▶ [Record excerpts]:
══════════

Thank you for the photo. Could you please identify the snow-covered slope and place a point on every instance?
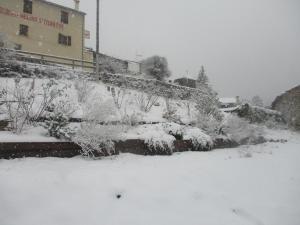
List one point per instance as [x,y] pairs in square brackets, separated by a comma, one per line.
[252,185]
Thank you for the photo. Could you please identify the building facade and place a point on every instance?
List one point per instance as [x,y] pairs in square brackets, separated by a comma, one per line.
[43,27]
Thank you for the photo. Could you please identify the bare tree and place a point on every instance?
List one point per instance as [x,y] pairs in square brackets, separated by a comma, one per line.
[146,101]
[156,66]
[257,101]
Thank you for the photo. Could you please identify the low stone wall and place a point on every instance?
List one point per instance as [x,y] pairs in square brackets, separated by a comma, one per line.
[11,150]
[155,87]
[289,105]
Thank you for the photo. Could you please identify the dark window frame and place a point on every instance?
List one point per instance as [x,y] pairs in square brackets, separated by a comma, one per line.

══════════

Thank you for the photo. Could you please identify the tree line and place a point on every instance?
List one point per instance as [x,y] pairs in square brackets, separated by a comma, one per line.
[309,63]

══════════

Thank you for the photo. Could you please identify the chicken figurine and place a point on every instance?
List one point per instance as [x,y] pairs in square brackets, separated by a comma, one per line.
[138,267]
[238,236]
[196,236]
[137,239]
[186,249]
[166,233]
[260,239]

══════════

▶ [Instructions for the task]: Please pick out each line in the material above that contains the word "tree" and copy those lines.

▶ [Finished exercise]:
Thank you for the photo. Could you please identify the bare tree and place a point on every instance?
Thank you for the photo. Could you please identify the tree line and place a point on every instance?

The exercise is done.